■ **Supplied text**:
━━━━

Perilima
- Full name: Associação Desportiva Perilima
- Nicknames: Time da Sorda Águia da Campina
- Founded: September 8, 1992
- Ground: Estádio Governador Ernani Sátiro, Campina Grande, Brazil
- Capacity: 38,000
- Chairman: Pedro Ribeiro Lima
- Manager: Dinho Silva
- League: Campeonato Paraibano
- 2021: Paraibano, 8th (relegated)
| Home colours | Away colours |

= Associação Desportiva Perilima =

Brazilian football club

Associação Desportiva Perilima is a football club from Campina Grande, Paraíba, Brazil. The club was founded on September 8, 1992. The club owner is Pedro Ribeiro Lima nicknamed 'Seu Pedro'; he is also its president. Lima, born in 1948, is also the oldest professional football player in the world, and the oldest player to score a goal in professional football worldwide in 2007 against Campinense from the penalty spot.

==History==

Perilima's old badge

In September 1992, Pedro Ribeiro Lima founded a club named after his initials PEdro RIbeiro LIMA (Perilima). The club was founded as a factory team in a sorda candy factory owned by him.

━━━━

■ **Material**:

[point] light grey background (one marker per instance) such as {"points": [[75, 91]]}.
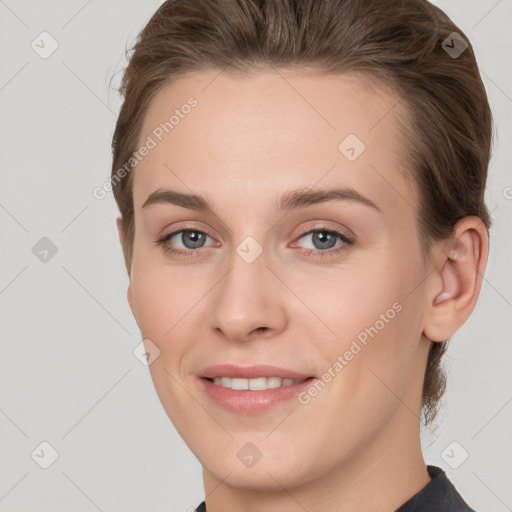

━━━━

■ **Directions**:
1 > According to the Perilima club profile, what kind of factory was the club founded in as a factory team?
2 > List every distinct year mentioned in the Perilima club profile.

■ **Completed exercise**:
1 > A sorda candy factory owned by Pedro Ribeiro Lima.

2 > 1992, 2021, 1948, 2007